--- start DATA LINES ---
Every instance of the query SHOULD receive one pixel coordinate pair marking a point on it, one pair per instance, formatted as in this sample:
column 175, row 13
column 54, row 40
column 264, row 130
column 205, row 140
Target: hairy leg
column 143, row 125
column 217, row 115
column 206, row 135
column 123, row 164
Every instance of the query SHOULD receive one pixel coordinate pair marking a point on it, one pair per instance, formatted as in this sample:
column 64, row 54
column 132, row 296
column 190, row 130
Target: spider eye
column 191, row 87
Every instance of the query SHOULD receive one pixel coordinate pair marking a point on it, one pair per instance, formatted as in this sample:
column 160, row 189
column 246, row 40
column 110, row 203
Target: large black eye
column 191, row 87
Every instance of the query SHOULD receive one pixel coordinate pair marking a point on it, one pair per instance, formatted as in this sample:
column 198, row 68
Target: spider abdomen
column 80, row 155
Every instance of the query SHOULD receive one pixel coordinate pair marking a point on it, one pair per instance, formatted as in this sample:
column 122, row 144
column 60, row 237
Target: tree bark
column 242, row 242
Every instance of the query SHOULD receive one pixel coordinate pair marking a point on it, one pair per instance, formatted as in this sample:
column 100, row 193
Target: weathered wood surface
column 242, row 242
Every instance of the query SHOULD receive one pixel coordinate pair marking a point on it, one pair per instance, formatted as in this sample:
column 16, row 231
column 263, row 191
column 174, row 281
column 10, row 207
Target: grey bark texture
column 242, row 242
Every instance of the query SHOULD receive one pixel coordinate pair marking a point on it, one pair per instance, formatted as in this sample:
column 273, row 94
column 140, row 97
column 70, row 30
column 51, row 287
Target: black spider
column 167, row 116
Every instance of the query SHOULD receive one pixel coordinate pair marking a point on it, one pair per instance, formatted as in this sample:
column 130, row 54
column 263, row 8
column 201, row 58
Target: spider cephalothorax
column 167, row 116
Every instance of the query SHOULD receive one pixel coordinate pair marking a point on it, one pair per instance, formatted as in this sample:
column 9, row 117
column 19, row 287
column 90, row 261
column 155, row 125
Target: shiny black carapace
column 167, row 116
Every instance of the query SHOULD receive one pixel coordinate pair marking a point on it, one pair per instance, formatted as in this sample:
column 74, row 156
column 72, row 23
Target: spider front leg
--- end DATA LINES ---
* **YOUR OBJECTIVE**
All of the data above should be transcribed exactly.

* **SOLUTION TO THE EXERCISE**
Every instance of the query SHOULD receive one pixel coordinate pair marking a point on it, one pair per instance, formatted as in this sample:
column 175, row 13
column 54, row 40
column 264, row 130
column 205, row 140
Target: hairy leg
column 143, row 125
column 217, row 115
column 206, row 135
column 123, row 164
Every instance of the query SHOULD receive one pixel coordinate pair marking a point on it, one pair per instance, formatted as in this sample:
column 64, row 54
column 132, row 296
column 190, row 130
Target: spider eye
column 191, row 87
Every instance of the query SHOULD receive one pixel coordinate pair marking a point on it, one pair per instance, formatted as in this sample:
column 160, row 189
column 246, row 40
column 110, row 203
Target: large black eye
column 191, row 87
Every instance of the query SHOULD receive one pixel coordinate pair marking a point on it, one pair per instance, formatted as in this sample:
column 198, row 68
Target: spider abdomen
column 80, row 155
Every instance of the query SHOULD receive one pixel coordinate pair marking a point on it, one pair per instance, formatted as in this sample:
column 122, row 144
column 60, row 237
Target: tree bark
column 242, row 242
Every instance of the query SHOULD receive one pixel coordinate pair marking a point on it, one pair per instance, formatted as in this sample:
column 100, row 193
Target: weathered wood surface
column 242, row 242
Every instance of the query SHOULD receive one pixel coordinate pair marking a point on it, one pair per instance, formatted as in this sample:
column 16, row 231
column 263, row 191
column 174, row 281
column 10, row 207
Target: grey bark texture
column 242, row 242
Every instance of the query SHOULD receive one pixel coordinate pair marking a point on it, one pair per instance, formatted as in this sample:
column 273, row 94
column 140, row 97
column 70, row 30
column 51, row 287
Target: black spider
column 167, row 116
Every instance of the query SHOULD receive one pixel coordinate pair marking a point on it, one pair per instance, formatted as in this sample:
column 130, row 54
column 263, row 8
column 201, row 58
Target: spider cephalothorax
column 167, row 116
Every instance of the query SHOULD receive one pixel coordinate pair marking a point on it, one pair per instance, formatted as in this sample:
column 9, row 117
column 19, row 287
column 90, row 261
column 155, row 125
Target: shiny black carapace
column 167, row 116
Every instance of the query SHOULD receive one pixel coordinate pair marking a point on it, one pair per instance, formatted as in this sample:
column 74, row 156
column 72, row 23
Target: spider front leg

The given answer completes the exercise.